Trecho da página -

◇ ◇ ◇ ◇

Para cada uma das narradoras, a experiência de estudar na escola comunitária foi
vivenciada de forma diferente. Mas todas afirmam que a passagem pela escola foi de
fundamental importância em suas vidas. Havia uma estreita ligação no processo
educacional entre as instituições família, escola e igreja luterana, especialmente até o
momento da confirmação. Isto significa que a constituição da confessionalidade luterana
estava firmada nesse tripé, onde a mãe aparece em casa como a educadora, que lê e ensina
a orar e ler a Bíblia. Entretanto, neste tocante apareceu uma diferença. Ruth recordou que
358
ela precisava ler mais a Bíblia do que o seu irmão. O ensino religioso dado pela mãe em
casa também estava dirigido para a construção de uma identidade de ser homem e ser
mulher. Problematizando esta questão, entendo que a leitura da Bíblia, neste contexto,
estava dirigida para a formação da mulher como mãe, dona de casa, cuidadora dos filhos e
filhas.
As escolas comunitárias luteranas estavam imbricadas dentro de uma perspectiva de
melhoramento do mundo; por isso, também fizeram parte da vida dos imigrantes alemães,
que estavam à margem da sociedade brasileira. A proposta pedagógica estava ligada com
as coisas da vida e do cotidiano, enraizada dentro de uma perspectiva educacional
propagada pela teologia luterana de tornar a pessoa emancipada, no tocante à leitura e
interpretação da Bíblia. É importante ressaltar que homens e mulheres tiveram acesso à
Bíblia, mas a leitura e a interpretação nem sempre favoreceram uma relação igualitária
entre os gêneros, como foi possível perceber na liturgia de casamento na época em que
Anneliese se casou.
As escolas comunitárias eram mistas, isto é, formadas por meninos e meninas, mas
isso não significou uma interação maior entre meninos e meninas na sala de aula. As
narradoras ressaltam que na sala de aula havia uma rígida disciplina, com a separação de
meninos e meninas. Quando as meninas fugiam da normalidade imposta, o castigo que
recebiam eram sentar no meio dos meninos. Com esta atitude disciplinar se acentuava o
que significava ser menina e ser menino. As meninas não podiam ser falantes e agitadas,
precisavam ser calmas e tranqüilas; isso fica bem claro nas narrativas de Renita e Yvonne.

◇ ◇ ◇ ◇

[Linhas de indicação de objetos nomeados]

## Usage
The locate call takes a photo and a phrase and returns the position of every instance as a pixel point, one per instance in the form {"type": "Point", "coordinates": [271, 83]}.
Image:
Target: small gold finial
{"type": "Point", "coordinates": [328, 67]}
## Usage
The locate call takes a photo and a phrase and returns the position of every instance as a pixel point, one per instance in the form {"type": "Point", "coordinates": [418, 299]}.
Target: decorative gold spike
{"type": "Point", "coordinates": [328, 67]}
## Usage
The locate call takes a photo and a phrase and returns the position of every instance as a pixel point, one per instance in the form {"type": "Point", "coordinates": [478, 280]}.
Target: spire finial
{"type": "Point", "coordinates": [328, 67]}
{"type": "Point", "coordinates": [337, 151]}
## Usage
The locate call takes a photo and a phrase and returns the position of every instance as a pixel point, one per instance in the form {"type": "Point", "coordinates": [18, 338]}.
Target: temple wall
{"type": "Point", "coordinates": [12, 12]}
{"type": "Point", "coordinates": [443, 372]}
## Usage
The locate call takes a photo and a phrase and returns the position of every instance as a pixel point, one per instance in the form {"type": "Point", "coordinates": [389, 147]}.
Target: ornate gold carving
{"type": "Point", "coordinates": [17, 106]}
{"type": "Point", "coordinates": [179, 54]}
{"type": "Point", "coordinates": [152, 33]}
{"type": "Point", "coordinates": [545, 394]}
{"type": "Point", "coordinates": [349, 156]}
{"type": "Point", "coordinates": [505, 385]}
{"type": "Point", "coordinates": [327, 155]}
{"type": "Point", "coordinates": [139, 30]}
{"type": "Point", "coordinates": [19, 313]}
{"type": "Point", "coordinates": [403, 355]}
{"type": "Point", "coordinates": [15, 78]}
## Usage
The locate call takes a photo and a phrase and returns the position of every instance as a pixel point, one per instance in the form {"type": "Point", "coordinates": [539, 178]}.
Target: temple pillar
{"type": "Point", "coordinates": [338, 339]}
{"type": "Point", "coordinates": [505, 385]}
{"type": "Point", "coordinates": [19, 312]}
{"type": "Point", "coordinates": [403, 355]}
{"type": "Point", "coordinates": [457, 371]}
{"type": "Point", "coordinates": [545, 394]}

◇ ◇ ◇ ◇

Tarefas do exercício -
a) No trecho sobre as escolas comunitárias luteranas, que castigo recebiam as meninas quando fugiam da normalidade imposta?
b) Liste todos os nomes próprios de pessoas que aparecem no trecho sobre as escolas comunitárias luteranas.

Respostas completas -
a) Sentar no meio dos meninos.

b) Ruth, Anneliese, Renita e Yvonne.